▸ **To be done**:
Return every line of the material below that contains the string "molding", matching case exactly.

▸ **Information given**:
################
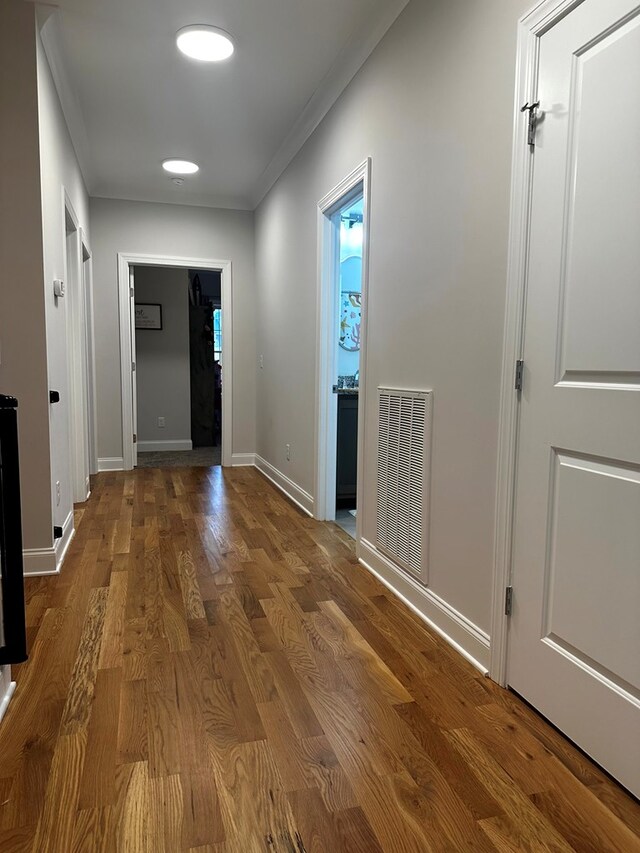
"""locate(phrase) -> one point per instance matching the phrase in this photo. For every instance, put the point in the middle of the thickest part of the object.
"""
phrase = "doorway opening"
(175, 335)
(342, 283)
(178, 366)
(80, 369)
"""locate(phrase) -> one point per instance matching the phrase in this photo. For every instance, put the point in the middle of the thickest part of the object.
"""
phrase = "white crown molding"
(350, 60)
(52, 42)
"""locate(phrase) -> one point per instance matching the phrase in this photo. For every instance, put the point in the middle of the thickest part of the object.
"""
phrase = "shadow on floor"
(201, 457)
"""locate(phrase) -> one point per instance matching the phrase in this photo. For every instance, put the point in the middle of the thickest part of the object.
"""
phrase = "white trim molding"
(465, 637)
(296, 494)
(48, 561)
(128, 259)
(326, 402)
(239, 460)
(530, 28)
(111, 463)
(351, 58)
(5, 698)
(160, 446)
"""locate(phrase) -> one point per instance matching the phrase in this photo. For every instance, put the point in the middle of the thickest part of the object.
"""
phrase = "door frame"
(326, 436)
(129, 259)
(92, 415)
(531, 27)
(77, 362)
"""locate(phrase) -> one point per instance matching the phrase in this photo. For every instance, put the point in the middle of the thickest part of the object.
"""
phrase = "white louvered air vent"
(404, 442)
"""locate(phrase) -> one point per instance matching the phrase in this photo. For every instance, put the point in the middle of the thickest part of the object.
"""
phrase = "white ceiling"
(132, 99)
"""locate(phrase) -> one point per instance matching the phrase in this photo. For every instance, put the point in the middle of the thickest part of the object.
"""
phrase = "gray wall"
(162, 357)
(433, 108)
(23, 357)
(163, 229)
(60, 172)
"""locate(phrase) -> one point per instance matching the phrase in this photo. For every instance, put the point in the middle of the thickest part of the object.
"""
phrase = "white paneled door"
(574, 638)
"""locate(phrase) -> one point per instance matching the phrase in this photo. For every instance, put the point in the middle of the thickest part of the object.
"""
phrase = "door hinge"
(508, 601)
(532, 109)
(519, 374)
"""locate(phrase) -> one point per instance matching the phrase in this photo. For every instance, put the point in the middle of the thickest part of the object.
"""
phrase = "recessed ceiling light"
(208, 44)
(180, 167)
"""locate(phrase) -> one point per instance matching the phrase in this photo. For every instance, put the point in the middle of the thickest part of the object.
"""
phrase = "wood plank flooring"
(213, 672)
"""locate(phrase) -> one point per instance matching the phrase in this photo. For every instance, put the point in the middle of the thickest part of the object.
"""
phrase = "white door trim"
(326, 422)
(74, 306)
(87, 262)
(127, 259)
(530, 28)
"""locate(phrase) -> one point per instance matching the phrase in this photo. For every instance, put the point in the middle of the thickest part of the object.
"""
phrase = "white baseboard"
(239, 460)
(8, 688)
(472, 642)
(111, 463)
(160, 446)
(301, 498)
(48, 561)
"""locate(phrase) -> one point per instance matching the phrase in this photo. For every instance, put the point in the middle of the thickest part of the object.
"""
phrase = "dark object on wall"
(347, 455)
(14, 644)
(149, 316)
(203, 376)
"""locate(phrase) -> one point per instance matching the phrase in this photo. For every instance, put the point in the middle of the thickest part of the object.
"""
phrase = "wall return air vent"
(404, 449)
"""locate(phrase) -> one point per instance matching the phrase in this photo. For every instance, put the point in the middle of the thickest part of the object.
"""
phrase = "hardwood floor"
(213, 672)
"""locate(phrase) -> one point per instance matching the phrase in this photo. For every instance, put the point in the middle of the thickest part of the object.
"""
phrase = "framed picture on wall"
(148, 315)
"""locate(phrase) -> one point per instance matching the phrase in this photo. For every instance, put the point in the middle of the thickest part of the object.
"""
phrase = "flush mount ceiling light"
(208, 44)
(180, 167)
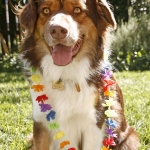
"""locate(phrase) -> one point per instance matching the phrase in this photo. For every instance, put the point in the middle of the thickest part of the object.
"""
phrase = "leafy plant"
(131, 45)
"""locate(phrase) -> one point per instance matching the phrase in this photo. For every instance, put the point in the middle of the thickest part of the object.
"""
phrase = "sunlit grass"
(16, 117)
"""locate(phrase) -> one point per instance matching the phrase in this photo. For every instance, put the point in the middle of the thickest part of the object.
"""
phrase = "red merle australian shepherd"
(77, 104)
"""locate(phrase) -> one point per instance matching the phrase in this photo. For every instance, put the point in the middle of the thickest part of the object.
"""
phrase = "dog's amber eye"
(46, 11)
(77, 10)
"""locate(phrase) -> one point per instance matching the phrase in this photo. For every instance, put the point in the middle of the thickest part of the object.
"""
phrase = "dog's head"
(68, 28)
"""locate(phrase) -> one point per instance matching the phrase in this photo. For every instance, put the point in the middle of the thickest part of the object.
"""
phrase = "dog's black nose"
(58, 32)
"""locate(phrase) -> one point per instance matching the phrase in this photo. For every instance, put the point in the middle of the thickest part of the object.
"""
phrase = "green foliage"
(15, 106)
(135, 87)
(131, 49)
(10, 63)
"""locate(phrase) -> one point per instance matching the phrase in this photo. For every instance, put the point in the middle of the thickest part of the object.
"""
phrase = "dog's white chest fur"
################
▸ **Worked answer**:
phrase = "white crown molding"
phrase = "white trim molding"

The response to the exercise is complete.